[Segmentation dataset entries]
Begin
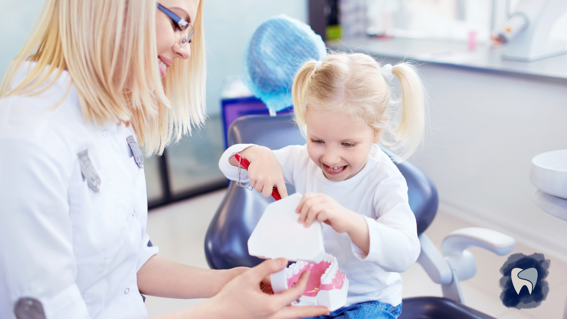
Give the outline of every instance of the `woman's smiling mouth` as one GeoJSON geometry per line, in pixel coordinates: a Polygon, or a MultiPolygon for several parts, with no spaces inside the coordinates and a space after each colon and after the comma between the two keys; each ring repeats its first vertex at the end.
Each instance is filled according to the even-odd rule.
{"type": "Polygon", "coordinates": [[[159,74],[162,77],[166,76],[166,69],[171,65],[171,60],[164,56],[158,56],[158,65],[159,67],[159,74]]]}

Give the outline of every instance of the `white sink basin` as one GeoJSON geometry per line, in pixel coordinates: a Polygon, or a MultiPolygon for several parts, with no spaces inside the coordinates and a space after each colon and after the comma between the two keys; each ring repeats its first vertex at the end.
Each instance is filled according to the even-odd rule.
{"type": "Polygon", "coordinates": [[[532,159],[530,178],[540,191],[567,199],[567,149],[536,155],[532,159]]]}

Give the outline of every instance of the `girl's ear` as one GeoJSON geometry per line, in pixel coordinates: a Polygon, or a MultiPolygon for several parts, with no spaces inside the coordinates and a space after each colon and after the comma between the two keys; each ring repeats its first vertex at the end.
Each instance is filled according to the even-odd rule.
{"type": "Polygon", "coordinates": [[[372,140],[373,143],[377,144],[380,142],[380,139],[382,137],[382,132],[383,132],[382,129],[374,129],[374,137],[372,140]]]}

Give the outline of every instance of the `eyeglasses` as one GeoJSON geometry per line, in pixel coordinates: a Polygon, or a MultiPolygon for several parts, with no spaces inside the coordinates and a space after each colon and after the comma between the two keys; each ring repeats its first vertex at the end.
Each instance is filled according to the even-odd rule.
{"type": "Polygon", "coordinates": [[[173,23],[174,27],[176,29],[181,31],[181,40],[179,41],[179,46],[183,47],[188,43],[191,43],[191,37],[193,36],[193,26],[159,3],[158,3],[158,9],[171,19],[171,23],[173,23]]]}

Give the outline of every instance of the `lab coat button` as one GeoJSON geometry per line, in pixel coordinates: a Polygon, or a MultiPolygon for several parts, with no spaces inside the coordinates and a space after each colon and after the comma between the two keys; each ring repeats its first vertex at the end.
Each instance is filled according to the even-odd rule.
{"type": "Polygon", "coordinates": [[[45,319],[45,313],[43,305],[37,299],[25,297],[20,298],[14,307],[14,313],[16,319],[45,319]]]}

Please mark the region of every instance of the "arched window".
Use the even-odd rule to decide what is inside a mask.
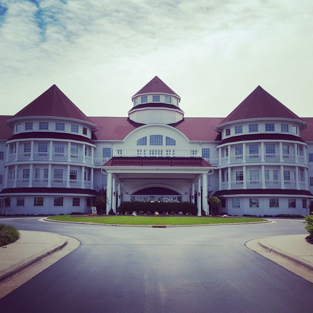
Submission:
[[[147,136],[142,137],[137,140],[137,146],[146,146]]]
[[[176,146],[176,140],[167,136],[165,137],[165,145]]]

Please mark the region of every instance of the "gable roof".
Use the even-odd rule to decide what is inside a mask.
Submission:
[[[169,94],[170,95],[174,95],[177,97],[178,97],[180,99],[180,97],[176,92],[173,91],[157,76],[153,77],[149,83],[135,94],[131,98],[132,99],[133,98],[137,95],[148,94],[150,93],[162,93]]]
[[[55,85],[11,118],[33,116],[56,116],[92,123]]]
[[[258,118],[302,120],[262,87],[258,86],[221,124]]]

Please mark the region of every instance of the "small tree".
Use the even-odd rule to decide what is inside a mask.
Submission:
[[[10,198],[4,198],[0,201],[0,204],[3,209],[3,215],[5,215],[5,210],[8,208],[11,207],[11,199]]]

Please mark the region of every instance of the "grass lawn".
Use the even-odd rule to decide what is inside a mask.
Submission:
[[[64,222],[79,222],[119,225],[199,225],[209,224],[248,223],[267,220],[251,217],[197,218],[191,217],[103,216],[100,217],[78,217],[75,216],[57,215],[48,219]]]

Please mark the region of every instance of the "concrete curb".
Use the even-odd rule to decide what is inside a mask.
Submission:
[[[228,226],[232,225],[251,225],[254,224],[266,224],[268,223],[277,223],[274,221],[269,220],[264,222],[253,222],[249,223],[230,223],[228,224],[209,224],[202,225],[120,225],[117,224],[100,224],[99,223],[89,223],[80,222],[65,222],[64,221],[54,221],[53,220],[48,219],[46,218],[40,219],[43,219],[45,222],[50,222],[52,223],[63,223],[65,224],[83,224],[85,225],[98,225],[102,226],[112,226],[121,227],[148,227],[151,228],[169,228],[172,227],[206,227],[208,226]],[[161,227],[161,226],[162,227]]]
[[[272,238],[271,236],[262,238],[259,241],[258,244],[266,252],[279,255],[284,259],[291,261],[298,265],[307,269],[310,271],[313,271],[313,265],[310,262],[266,243],[265,241],[267,239]]]
[[[46,233],[47,232],[36,232]],[[60,241],[57,244],[54,245],[51,248],[48,248],[39,253],[32,255],[29,258],[23,260],[23,261],[21,261],[16,264],[14,264],[11,266],[0,271],[0,282],[2,282],[3,280],[11,276],[13,276],[23,270],[32,266],[44,259],[44,258],[60,250],[67,244],[67,239],[64,236],[53,233],[47,233],[52,234],[59,237],[60,238]]]

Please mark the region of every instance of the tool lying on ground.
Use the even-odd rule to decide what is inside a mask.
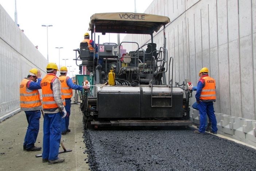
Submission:
[[[43,115],[43,118],[44,118],[44,112],[43,111],[43,110],[41,110],[41,112],[42,113],[42,115]],[[59,154],[60,153],[63,153],[63,152],[70,152],[70,151],[72,151],[72,150],[66,150],[66,148],[65,148],[65,146],[64,146],[64,144],[63,144],[63,143],[61,142],[61,147],[62,147],[62,148],[63,148],[63,151],[59,151]],[[37,154],[36,155],[36,157],[42,157],[42,154]]]

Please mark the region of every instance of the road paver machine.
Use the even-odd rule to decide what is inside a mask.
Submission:
[[[90,51],[87,43],[74,50],[75,60],[82,61],[78,65],[86,67],[93,80],[92,92],[84,91],[81,96],[85,127],[191,125],[189,93],[184,86],[173,85],[173,59],[168,56],[165,36],[169,22],[167,17],[145,13],[96,13],[91,17],[89,30],[96,43],[96,32],[148,35],[151,39],[140,46],[133,40],[100,44],[99,36],[97,52]],[[163,42],[157,45],[153,33],[162,29]],[[125,44],[136,47],[122,54]],[[99,58],[103,59],[102,65]]]

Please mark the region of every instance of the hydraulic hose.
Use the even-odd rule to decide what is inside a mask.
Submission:
[[[81,111],[86,116],[89,116],[87,112],[87,102],[88,102],[88,90],[84,90],[82,96],[82,103],[80,104]]]

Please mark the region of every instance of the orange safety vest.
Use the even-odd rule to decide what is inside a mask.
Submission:
[[[20,110],[22,111],[42,109],[42,103],[38,90],[31,90],[27,88],[27,84],[30,81],[33,81],[24,78],[20,84]]]
[[[41,81],[43,94],[43,108],[44,110],[53,112],[59,108],[54,100],[52,90],[53,83],[56,79],[58,79],[55,74],[48,73]]]
[[[69,79],[69,77],[64,75],[61,76],[59,77],[61,84],[61,95],[63,96],[64,99],[70,98],[73,95],[72,89],[70,88],[67,83],[67,80]]]
[[[92,52],[93,51],[93,47],[90,43],[90,42],[91,42],[91,41],[92,41],[92,40],[88,39],[85,39],[82,41],[82,42],[87,42],[87,43],[88,43],[88,48],[89,49],[90,51]]]
[[[209,76],[202,77],[201,79],[204,80],[205,85],[202,90],[200,99],[202,100],[203,102],[215,102],[215,80]]]

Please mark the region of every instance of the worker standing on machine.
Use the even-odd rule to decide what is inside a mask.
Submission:
[[[90,40],[90,35],[88,33],[85,33],[84,35],[84,40],[82,41],[82,42],[87,42],[88,43],[88,48],[90,50],[90,57],[93,57],[93,51],[94,45],[95,45],[95,59],[98,59],[98,46],[95,44],[94,41],[92,40]],[[99,58],[99,65],[102,65],[103,63],[103,59],[101,58]]]
[[[41,83],[43,96],[43,162],[49,164],[59,163],[65,161],[59,158],[59,148],[61,137],[61,117],[67,114],[61,97],[61,81],[56,76],[58,66],[49,63],[46,67],[47,75]]]
[[[67,115],[65,118],[61,119],[61,134],[66,135],[70,132],[69,128],[69,117],[70,115],[70,108],[71,107],[71,98],[73,95],[72,89],[77,90],[81,91],[83,88],[89,90],[86,86],[78,86],[74,84],[72,80],[67,76],[67,69],[65,66],[62,67],[60,69],[61,75],[59,79],[61,84],[61,92],[63,97],[66,101],[65,108],[67,111]]]
[[[38,91],[41,89],[42,74],[40,71],[33,68],[20,84],[20,110],[25,112],[28,124],[23,144],[23,150],[38,151],[42,148],[35,146],[39,131],[40,110],[43,108]]]
[[[205,118],[206,114],[212,124],[212,133],[216,134],[217,121],[214,114],[213,102],[216,101],[216,84],[215,80],[209,76],[209,70],[204,67],[200,71],[201,78],[199,79],[195,94],[195,98],[198,104],[200,114],[199,130],[195,130],[196,134],[204,134],[205,131]]]

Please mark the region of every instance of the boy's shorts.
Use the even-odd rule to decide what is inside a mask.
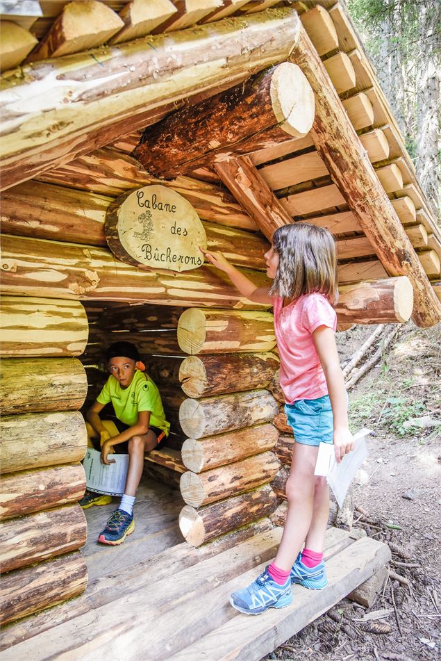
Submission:
[[[122,432],[125,432],[126,430],[130,427],[130,425],[126,425],[124,423],[122,423],[117,418],[111,418],[111,420],[119,434],[121,434]],[[165,441],[167,441],[165,432],[162,429],[159,429],[158,427],[152,427],[151,425],[149,427],[149,430],[151,430],[151,431],[154,432],[156,434],[158,445],[154,449],[160,450],[160,448],[165,445]],[[124,443],[119,443],[117,445],[113,446],[113,449],[117,455],[126,455],[128,452],[128,441],[125,441]]]
[[[306,446],[333,443],[334,421],[328,395],[285,404],[285,412],[296,443]]]

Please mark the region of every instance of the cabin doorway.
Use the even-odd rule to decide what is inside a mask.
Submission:
[[[106,350],[113,342],[130,341],[138,348],[146,372],[156,384],[170,422],[170,433],[159,450],[146,454],[144,470],[133,510],[135,530],[124,542],[108,546],[97,541],[107,519],[118,507],[120,498],[83,510],[88,524],[87,541],[82,549],[89,574],[89,586],[117,570],[130,570],[184,540],[178,523],[185,505],[179,480],[185,470],[181,448],[185,440],[178,425],[178,409],[185,395],[178,381],[183,359],[177,342],[177,324],[182,308],[142,304],[131,306],[109,302],[85,302],[89,338],[80,360],[88,378],[88,395],[81,411],[85,417],[108,378]],[[110,406],[110,405],[108,405]],[[103,409],[101,419],[106,417]],[[90,589],[89,588],[89,589]]]

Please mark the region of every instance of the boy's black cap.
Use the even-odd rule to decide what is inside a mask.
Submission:
[[[130,358],[131,360],[140,360],[138,349],[131,342],[114,342],[107,350],[106,357],[108,361],[111,358]]]

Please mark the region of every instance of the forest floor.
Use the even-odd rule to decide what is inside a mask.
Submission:
[[[338,334],[343,366],[373,329],[358,326]],[[390,577],[370,608],[343,600],[265,661],[441,659],[440,392],[441,325],[409,324],[349,391],[352,430],[373,430],[356,478],[355,525],[390,544],[390,569],[409,585]],[[367,613],[383,617],[356,621]],[[380,630],[378,623],[390,633],[367,630]]]

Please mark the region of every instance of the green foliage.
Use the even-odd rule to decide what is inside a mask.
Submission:
[[[412,380],[408,381],[410,385]],[[405,395],[387,397],[383,389],[367,393],[349,402],[353,431],[363,425],[375,428],[380,424],[398,436],[420,434],[422,430],[417,427],[405,427],[403,425],[413,418],[421,417],[426,410],[422,401]]]

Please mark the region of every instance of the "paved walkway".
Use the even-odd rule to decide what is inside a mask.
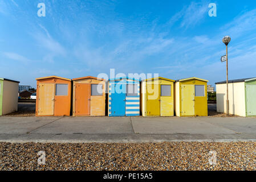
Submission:
[[[256,141],[256,118],[0,117],[0,141]]]

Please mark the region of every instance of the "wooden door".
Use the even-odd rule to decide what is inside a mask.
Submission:
[[[246,90],[246,115],[256,115],[256,85],[247,85]]]
[[[171,85],[161,85],[160,115],[173,115],[173,94]]]
[[[53,115],[54,113],[54,84],[39,84],[39,115]]]
[[[75,115],[90,115],[91,84],[76,84],[75,92]]]
[[[147,83],[147,115],[160,115],[160,85]]]
[[[111,90],[111,115],[125,115],[125,84],[115,84],[112,85]]]
[[[181,115],[194,115],[194,85],[181,86]]]

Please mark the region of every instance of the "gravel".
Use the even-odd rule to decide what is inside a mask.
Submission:
[[[0,170],[256,170],[256,142],[0,142]]]

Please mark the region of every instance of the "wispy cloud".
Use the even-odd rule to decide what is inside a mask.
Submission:
[[[19,7],[19,5],[14,1],[14,0],[11,0],[11,1],[17,7]]]
[[[186,29],[202,23],[208,15],[209,2],[205,1],[192,2],[189,6],[185,6],[179,12],[174,14],[168,22],[173,25],[180,22],[180,26]]]
[[[18,61],[23,63],[27,63],[31,60],[15,52],[3,52],[3,55],[12,60]]]

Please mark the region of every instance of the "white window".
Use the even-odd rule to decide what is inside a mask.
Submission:
[[[68,84],[56,84],[55,96],[67,96]]]
[[[92,84],[91,95],[92,96],[102,96],[103,93],[103,85],[101,84]]]
[[[161,96],[171,96],[169,85],[161,85]]]
[[[126,95],[128,96],[136,96],[138,95],[138,85],[137,84],[128,84],[126,90]]]
[[[205,85],[194,85],[194,93],[196,97],[205,96]]]

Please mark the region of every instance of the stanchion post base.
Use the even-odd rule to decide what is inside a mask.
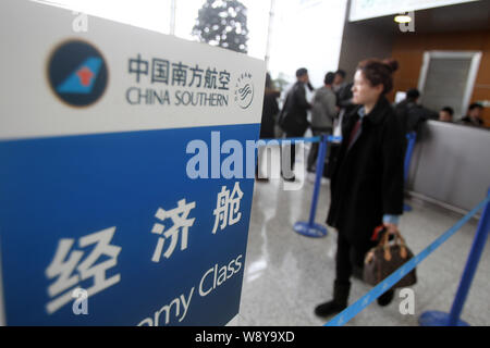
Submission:
[[[418,324],[420,326],[449,326],[449,321],[450,314],[440,311],[424,312],[418,318]],[[469,324],[460,319],[456,326],[469,326]]]
[[[327,227],[316,223],[310,225],[307,222],[297,222],[294,224],[293,229],[296,233],[310,238],[323,238],[328,234]]]

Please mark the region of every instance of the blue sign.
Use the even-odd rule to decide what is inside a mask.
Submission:
[[[258,127],[0,141],[7,324],[226,324],[254,178],[189,178],[186,147],[216,151],[219,132],[245,148]]]

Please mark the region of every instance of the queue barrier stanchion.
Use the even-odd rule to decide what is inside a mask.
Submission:
[[[311,199],[311,208],[309,211],[309,220],[308,222],[298,221],[293,226],[293,229],[296,233],[306,237],[322,238],[328,234],[326,226],[315,223],[315,216],[317,214],[318,197],[320,195],[321,177],[323,176],[323,169],[326,165],[324,160],[327,156],[328,144],[329,141],[339,141],[341,139],[341,137],[321,136],[320,150],[318,151],[317,158],[317,173],[315,178],[314,196]]]
[[[408,172],[411,169],[412,154],[414,153],[415,141],[417,140],[417,134],[415,132],[408,133],[406,135],[406,139],[408,140],[406,152],[405,152],[405,164],[404,164],[404,179],[405,184],[408,181]],[[403,204],[404,211],[412,211],[412,207],[409,204]]]
[[[490,197],[490,189],[488,191],[488,197]],[[487,204],[483,208],[483,212],[478,223],[478,228],[475,235],[475,239],[473,240],[471,250],[469,251],[468,260],[466,261],[466,266],[463,272],[463,276],[461,278],[460,286],[457,288],[457,293],[451,308],[451,312],[424,312],[418,319],[418,323],[421,326],[469,326],[469,324],[461,320],[460,316],[463,310],[463,306],[468,296],[468,291],[478,268],[478,263],[481,259],[489,231],[490,202],[487,201]]]
[[[441,247],[445,241],[448,241],[455,233],[457,233],[475,214],[477,214],[480,209],[483,208],[483,214],[481,215],[480,223],[478,226],[478,234],[475,238],[474,246],[471,248],[470,256],[468,258],[468,266],[465,270],[465,274],[463,275],[462,285],[460,286],[458,294],[456,295],[456,300],[454,301],[452,313],[449,315],[445,314],[445,318],[442,318],[441,314],[422,314],[419,318],[420,325],[449,325],[451,321],[458,319],[461,313],[463,301],[467,295],[469,289],[470,281],[473,279],[473,275],[476,270],[476,265],[478,263],[479,257],[481,256],[481,251],[485,246],[485,241],[487,235],[489,233],[489,204],[490,204],[490,191],[489,195],[481,202],[478,203],[470,212],[468,212],[462,220],[456,222],[454,226],[444,232],[439,238],[437,238],[433,243],[427,246],[422,251],[420,251],[417,256],[414,256],[409,259],[405,264],[403,264],[400,269],[395,270],[392,274],[387,276],[381,283],[376,285],[370,291],[360,297],[353,304],[344,309],[333,319],[331,319],[323,326],[342,326],[345,325],[350,320],[356,316],[360,311],[366,309],[372,301],[375,301],[378,297],[384,294],[388,289],[392,288],[393,285],[400,282],[408,272],[415,269],[419,263],[421,263],[425,259],[427,259],[433,251],[436,251],[439,247]],[[434,313],[434,312],[430,312]],[[444,314],[444,313],[442,313]],[[439,320],[436,322],[436,319]],[[441,320],[442,319],[442,320]],[[460,321],[460,323],[462,323]]]

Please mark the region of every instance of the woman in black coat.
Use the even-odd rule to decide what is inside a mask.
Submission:
[[[396,67],[394,61],[367,60],[355,74],[352,90],[358,107],[344,119],[327,220],[339,232],[333,300],[315,309],[320,316],[347,307],[353,269],[363,268],[366,252],[376,246],[375,228],[383,224],[388,233],[395,232],[403,213],[403,134],[384,97]],[[392,298],[390,289],[378,303],[385,306]]]

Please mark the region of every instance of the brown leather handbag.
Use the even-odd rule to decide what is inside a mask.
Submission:
[[[395,233],[393,244],[389,241],[389,234],[384,233],[378,246],[366,253],[364,281],[367,284],[377,285],[413,257],[414,253],[408,249],[399,231]],[[417,283],[417,275],[414,269],[392,288],[407,287],[415,283]]]

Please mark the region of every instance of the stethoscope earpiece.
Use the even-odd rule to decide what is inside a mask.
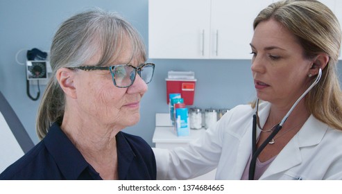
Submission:
[[[257,148],[257,125],[261,129],[260,126],[259,126],[259,116],[258,116],[258,109],[259,109],[259,98],[257,98],[256,104],[255,104],[255,112],[253,114],[253,132],[252,132],[252,159],[250,160],[250,164],[249,166],[249,174],[248,174],[248,179],[253,180],[254,175],[255,173],[255,164],[257,162],[257,159],[259,155],[262,152],[262,151],[265,148],[266,146],[268,143],[268,142],[278,133],[278,132],[282,129],[282,125],[287,120],[287,118],[290,116],[290,114],[294,109],[296,106],[298,104],[298,103],[305,96],[305,95],[316,85],[318,83],[320,80],[320,77],[322,76],[322,69],[320,68],[318,70],[318,75],[316,78],[315,81],[300,96],[300,97],[297,99],[296,103],[292,105],[291,109],[287,113],[287,114],[284,116],[282,121],[279,123],[275,126],[275,129],[273,132],[267,137],[267,139],[262,143],[260,147]]]

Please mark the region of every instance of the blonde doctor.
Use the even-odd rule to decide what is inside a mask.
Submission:
[[[262,10],[250,47],[257,92],[200,139],[154,149],[157,179],[186,179],[217,168],[216,179],[341,179],[339,21],[317,1]]]

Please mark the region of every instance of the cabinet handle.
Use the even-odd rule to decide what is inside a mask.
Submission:
[[[204,29],[202,31],[202,56],[204,56]]]
[[[216,30],[216,56],[219,55],[219,30]]]

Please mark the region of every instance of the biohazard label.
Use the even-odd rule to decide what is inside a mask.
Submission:
[[[195,91],[195,83],[182,83],[182,91]]]

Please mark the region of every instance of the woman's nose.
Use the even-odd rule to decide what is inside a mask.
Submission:
[[[136,93],[139,92],[142,94],[146,92],[148,89],[147,84],[145,81],[139,76],[138,73],[135,76],[135,80],[133,84],[128,87],[128,93]]]
[[[252,66],[250,67],[253,72],[262,73],[264,69],[262,58],[255,56],[252,59]]]

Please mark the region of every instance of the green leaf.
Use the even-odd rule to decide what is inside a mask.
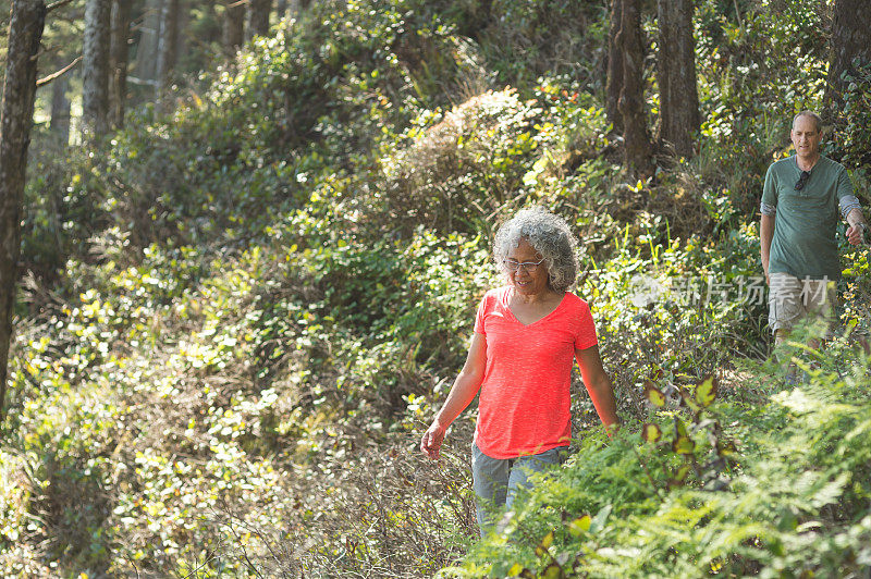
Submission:
[[[592,519],[592,523],[590,523],[590,532],[599,532],[602,527],[605,526],[605,521],[608,520],[609,515],[611,515],[611,505],[605,505],[599,510],[599,513],[596,514],[596,517]]]
[[[561,577],[565,577],[565,574],[563,572],[562,567],[555,563],[551,563],[544,567],[544,570],[541,571],[540,577],[543,577],[544,579],[559,579]]]
[[[544,539],[541,540],[541,547],[548,549],[553,544],[553,531],[549,532],[544,535]]]
[[[672,444],[672,449],[677,454],[692,454],[696,443],[689,436],[677,436]]]
[[[645,442],[657,442],[662,438],[662,430],[657,424],[647,422],[641,427],[641,438]]]
[[[707,408],[716,398],[719,381],[713,375],[709,375],[696,386],[696,402]]]
[[[519,563],[515,563],[511,569],[508,569],[508,577],[517,577],[524,570],[524,566]]]
[[[584,515],[582,517],[578,517],[568,523],[568,532],[572,533],[572,537],[580,537],[582,533],[586,533],[590,530],[591,523],[592,519],[590,516]]]

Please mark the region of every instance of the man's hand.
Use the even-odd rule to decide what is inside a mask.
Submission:
[[[847,227],[847,241],[850,245],[859,245],[864,238],[864,223],[857,223]]]
[[[442,447],[443,440],[444,429],[441,424],[439,424],[438,421],[436,421],[424,433],[424,438],[420,439],[420,452],[429,456],[431,459],[437,460],[439,458],[439,451]]]

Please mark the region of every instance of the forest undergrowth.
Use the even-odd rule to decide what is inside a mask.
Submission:
[[[778,354],[801,384],[759,294],[762,176],[824,88],[824,15],[786,3],[700,2],[698,153],[647,180],[603,109],[604,2],[317,2],[99,155],[35,147],[0,567],[861,576],[867,248],[842,244],[842,337]],[[417,446],[501,283],[492,233],[532,204],[579,238],[624,427],[574,377],[573,457],[479,539],[475,409],[440,461]]]

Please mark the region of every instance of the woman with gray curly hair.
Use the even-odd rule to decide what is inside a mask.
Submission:
[[[575,358],[599,418],[609,432],[618,423],[590,308],[569,292],[576,247],[566,222],[541,208],[500,227],[493,257],[507,283],[481,300],[466,364],[420,441],[438,458],[445,430],[480,390],[471,471],[482,532],[492,523],[488,505],[511,507],[529,472],[562,461]]]

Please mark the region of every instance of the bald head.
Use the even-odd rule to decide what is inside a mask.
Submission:
[[[823,132],[823,120],[822,120],[822,118],[821,118],[819,114],[817,114],[817,113],[815,113],[815,112],[813,112],[813,111],[801,111],[800,113],[796,114],[796,115],[793,118],[793,131],[795,131],[795,130],[796,130],[796,123],[797,123],[797,122],[798,122],[798,120],[799,120],[799,119],[801,119],[802,116],[803,116],[803,118],[807,118],[807,119],[810,119],[811,121],[813,121],[813,124],[815,125],[815,127],[817,127],[817,132],[818,132],[818,133],[822,133],[822,132]]]

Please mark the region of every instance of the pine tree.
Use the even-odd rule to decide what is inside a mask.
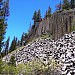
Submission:
[[[71,5],[70,5],[71,9],[74,8],[74,5],[75,5],[75,4],[74,4],[74,3],[75,3],[74,1],[75,1],[75,0],[71,0]]]
[[[46,14],[45,14],[44,18],[47,18],[47,11],[46,11]]]
[[[41,21],[41,12],[40,12],[40,9],[38,10],[37,12],[37,21]]]
[[[5,55],[8,54],[10,37],[5,42]]]
[[[61,1],[60,1],[60,3],[59,3],[59,4],[57,4],[57,5],[56,5],[56,8],[57,8],[57,10],[61,10],[61,9],[62,9]]]
[[[70,4],[68,0],[63,0],[62,9],[69,9]]]
[[[11,46],[9,48],[9,52],[12,52],[16,49],[17,46],[17,38],[14,36],[14,39],[11,42]]]
[[[48,10],[46,11],[45,18],[50,17],[50,16],[51,16],[51,8],[49,6]]]
[[[25,45],[25,33],[23,32],[22,36],[21,36],[21,46]]]
[[[14,56],[11,56],[10,61],[9,61],[10,66],[16,66],[16,60]]]
[[[51,8],[49,6],[48,11],[47,11],[47,16],[51,16]]]
[[[4,45],[4,35],[7,28],[6,16],[9,16],[9,0],[0,0],[0,53]]]

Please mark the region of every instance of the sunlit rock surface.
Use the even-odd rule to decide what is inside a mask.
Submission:
[[[75,31],[65,34],[57,41],[47,39],[36,39],[25,47],[8,54],[3,61],[9,62],[14,55],[16,64],[26,63],[39,59],[48,64],[49,59],[55,59],[61,64],[62,75],[75,75]]]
End
> _EXERCISE REQUIREMENTS_:
Copy out the entries starting with the line that contains "Please mark the region of every instance of the biohazard" and going on through the line that contains "[[[195,91],[195,83],[182,83],[182,91]]]", leaving the requests unchanged but scaling every polygon vertex coordinate in the answers by 1.65 and rounding to whole numbers, with halves rounded up. Give only those lines.

> _OUTPUT OF THE EXERCISE_:
Please mark the region of every instance of the biohazard label.
Use the even-odd rule to decide what is inside a mask.
Submission:
[[[322,150],[322,137],[300,137],[300,150]]]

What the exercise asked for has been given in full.